Point localization data:
● ● ● ● ●

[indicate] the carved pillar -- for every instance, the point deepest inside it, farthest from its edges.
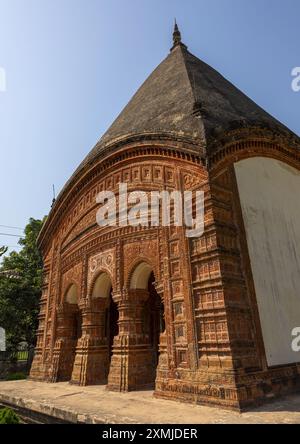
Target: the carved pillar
(92, 355)
(163, 364)
(131, 366)
(64, 349)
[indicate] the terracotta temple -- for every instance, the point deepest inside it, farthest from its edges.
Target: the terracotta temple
(202, 320)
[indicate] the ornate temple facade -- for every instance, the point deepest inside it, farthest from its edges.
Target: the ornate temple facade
(204, 320)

● ● ● ● ●

**Aim of the exercise**: Return all records exactly as they stand above, except for pictures.

**Response to the exercise**:
[indicate] the carved pillar -- for every instance, the point deepest inside it, farthest from its edges.
Target: the carved pillar
(92, 355)
(163, 364)
(131, 366)
(64, 349)
[indicate] the terracotta temple -- for every instance, the point deepest inside it, farthest from its edges.
Target: the terracotta temple
(202, 320)
[indicate] the ornate temple facade -- for every instance, the point deepest inside it, farthest from its edges.
Target: the ornate temple facade
(204, 320)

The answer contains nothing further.